→ **Provided text**:
╔══

In the end, the cancer he had was as unique as it was deadly. It ravaged his body, and on the night of Saturday, September 22, he had his moment of truth. His doctors had done all they could, but now, they could do no more. He was faced with the ultimate question – does he direct his doctors to keep him alive on a machine, heavily sedated and unconscious? Or does he direct them to leave him to say one last goodbye to his immediate family, not knowing how long he had to live – whether it would be mere hours, or days? He chose to say goodbye and to go meet his Maker.
He told his father that night, “I’m out, Pops. There is no turning back.” He made his father promise to bring him home – to the place of his birth, the place he had barely spent five years of his life but which remained his home. A memorial service was held for him in New York on Friday September 28 and he was granted his wish and we brought him home on Monday. Today we honor him and say farewell in the church of his baptism. He came to this earth on a Wednesday, and he will leave on a Wednesday.

╚══

Records taken from a dataset:

╔══

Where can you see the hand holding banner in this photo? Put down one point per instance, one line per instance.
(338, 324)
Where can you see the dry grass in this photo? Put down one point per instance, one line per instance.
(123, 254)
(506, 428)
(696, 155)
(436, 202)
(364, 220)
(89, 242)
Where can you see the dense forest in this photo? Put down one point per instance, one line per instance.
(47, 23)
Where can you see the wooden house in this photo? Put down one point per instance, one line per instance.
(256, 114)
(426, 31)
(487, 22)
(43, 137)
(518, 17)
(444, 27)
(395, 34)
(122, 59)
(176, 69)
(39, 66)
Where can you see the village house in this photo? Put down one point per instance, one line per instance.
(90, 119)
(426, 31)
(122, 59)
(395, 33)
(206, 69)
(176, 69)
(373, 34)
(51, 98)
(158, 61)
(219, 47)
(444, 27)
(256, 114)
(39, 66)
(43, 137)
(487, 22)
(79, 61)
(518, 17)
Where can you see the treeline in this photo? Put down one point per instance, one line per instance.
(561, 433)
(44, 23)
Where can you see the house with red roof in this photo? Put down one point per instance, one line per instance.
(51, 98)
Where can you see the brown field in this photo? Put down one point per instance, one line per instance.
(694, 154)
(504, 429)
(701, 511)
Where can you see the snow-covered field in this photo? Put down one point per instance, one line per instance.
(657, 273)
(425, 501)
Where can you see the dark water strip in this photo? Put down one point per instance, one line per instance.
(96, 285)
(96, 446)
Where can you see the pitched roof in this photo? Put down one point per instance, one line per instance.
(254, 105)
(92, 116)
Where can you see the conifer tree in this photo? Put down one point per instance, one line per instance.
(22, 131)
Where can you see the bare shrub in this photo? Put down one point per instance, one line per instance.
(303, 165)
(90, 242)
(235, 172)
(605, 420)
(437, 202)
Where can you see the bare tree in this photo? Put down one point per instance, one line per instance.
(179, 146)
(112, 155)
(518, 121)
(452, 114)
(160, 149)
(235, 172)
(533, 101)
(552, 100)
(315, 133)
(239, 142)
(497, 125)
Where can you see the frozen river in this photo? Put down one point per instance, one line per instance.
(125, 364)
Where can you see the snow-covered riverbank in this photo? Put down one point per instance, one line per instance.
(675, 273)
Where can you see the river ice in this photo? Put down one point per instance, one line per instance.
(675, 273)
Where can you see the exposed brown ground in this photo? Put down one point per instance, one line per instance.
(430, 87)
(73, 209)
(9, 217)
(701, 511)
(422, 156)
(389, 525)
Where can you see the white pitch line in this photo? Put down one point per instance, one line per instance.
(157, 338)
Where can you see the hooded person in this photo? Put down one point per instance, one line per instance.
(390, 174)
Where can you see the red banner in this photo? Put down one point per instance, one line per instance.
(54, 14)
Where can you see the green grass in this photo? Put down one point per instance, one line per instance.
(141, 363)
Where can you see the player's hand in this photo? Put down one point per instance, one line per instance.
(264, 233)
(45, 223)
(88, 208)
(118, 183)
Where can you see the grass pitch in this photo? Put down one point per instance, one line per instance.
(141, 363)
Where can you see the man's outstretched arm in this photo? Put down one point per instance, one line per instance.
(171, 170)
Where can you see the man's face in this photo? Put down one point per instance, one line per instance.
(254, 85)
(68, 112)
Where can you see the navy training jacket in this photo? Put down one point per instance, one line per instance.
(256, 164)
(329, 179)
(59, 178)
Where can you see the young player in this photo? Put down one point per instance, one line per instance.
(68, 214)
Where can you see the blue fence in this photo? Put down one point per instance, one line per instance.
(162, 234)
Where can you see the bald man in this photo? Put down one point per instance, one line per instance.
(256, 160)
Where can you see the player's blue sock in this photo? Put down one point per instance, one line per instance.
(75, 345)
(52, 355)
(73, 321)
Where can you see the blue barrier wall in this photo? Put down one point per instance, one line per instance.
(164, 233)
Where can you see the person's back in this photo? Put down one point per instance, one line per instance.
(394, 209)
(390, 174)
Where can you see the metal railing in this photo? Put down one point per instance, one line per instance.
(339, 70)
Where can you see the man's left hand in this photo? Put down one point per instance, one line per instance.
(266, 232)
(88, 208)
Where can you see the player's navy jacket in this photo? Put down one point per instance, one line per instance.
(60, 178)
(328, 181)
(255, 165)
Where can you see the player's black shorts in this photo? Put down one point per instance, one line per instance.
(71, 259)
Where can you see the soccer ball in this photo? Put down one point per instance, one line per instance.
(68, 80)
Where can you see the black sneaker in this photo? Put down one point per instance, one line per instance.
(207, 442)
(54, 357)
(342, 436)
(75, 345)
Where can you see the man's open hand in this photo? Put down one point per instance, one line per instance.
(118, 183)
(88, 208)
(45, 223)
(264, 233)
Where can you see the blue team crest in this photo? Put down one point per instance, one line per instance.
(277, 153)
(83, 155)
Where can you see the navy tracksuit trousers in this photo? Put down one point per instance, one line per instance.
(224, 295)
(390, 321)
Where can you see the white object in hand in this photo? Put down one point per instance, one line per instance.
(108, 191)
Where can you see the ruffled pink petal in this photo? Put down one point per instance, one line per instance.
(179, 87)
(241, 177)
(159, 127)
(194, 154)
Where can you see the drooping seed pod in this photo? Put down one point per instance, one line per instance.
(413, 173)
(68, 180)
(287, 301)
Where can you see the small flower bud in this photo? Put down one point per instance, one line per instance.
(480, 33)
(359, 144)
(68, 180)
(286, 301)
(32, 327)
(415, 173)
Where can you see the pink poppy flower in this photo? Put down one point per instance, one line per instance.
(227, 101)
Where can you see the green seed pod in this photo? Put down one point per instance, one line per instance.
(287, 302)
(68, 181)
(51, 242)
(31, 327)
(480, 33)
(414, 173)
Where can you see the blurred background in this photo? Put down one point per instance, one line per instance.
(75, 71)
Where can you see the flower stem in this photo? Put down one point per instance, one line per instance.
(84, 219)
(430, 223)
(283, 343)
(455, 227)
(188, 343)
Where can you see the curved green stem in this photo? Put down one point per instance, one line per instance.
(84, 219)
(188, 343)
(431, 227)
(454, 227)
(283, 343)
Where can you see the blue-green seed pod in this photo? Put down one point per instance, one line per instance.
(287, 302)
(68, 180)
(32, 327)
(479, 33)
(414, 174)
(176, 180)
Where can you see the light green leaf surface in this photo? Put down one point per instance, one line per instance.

╚══

→ **Required work**:
(1) In the eulogy, on what day was the memorial service in New York held?
(2) Please continue the eulogy after its last sentence.

→ **Answers by item**:
(1) Friday, September 28.

(2)
Our family is moved and comforted by the outpouring of love and condolences from so many people from all over, including from Kori’s many schoolmates and close friends. Their touching stories and reflections on Facebook, knowing that others share our grief, have helped us to bear this burden. The love he shared with them; the love they have for him, have been soothing in this our darkest moment.
His friends might be pleased to know that even in his waning moments he was arguing about sports. He was a Hyde and he was a Garnett – he loved sports. When I was getting him Playstation games for him to play when he was in the hospital, he made it crystal clear to me that only sports would do and only the new releases at that as he had already built up a massive collection of sports video games – American football, basketball and baseball. As he was traveling from us on Sunday morning, he was setting up his own baseball team. He said: “Derek Jeter is the best.” At one point, in between consciousness, he blurted out: “Baseball is an individual sport” in such a tone as if to say, nobody better argue with that. It’s final.
On Wednesday, February 16, 1994, God gave Shirlette and Cordel a son. On Sunday, September 23, 2012, he gave them an angel – their very own special angel.
We end this afternoon with his words, posted September 12, the day after he was hospitalized for the last time. At 18 years old, there was so much he tried to teach us.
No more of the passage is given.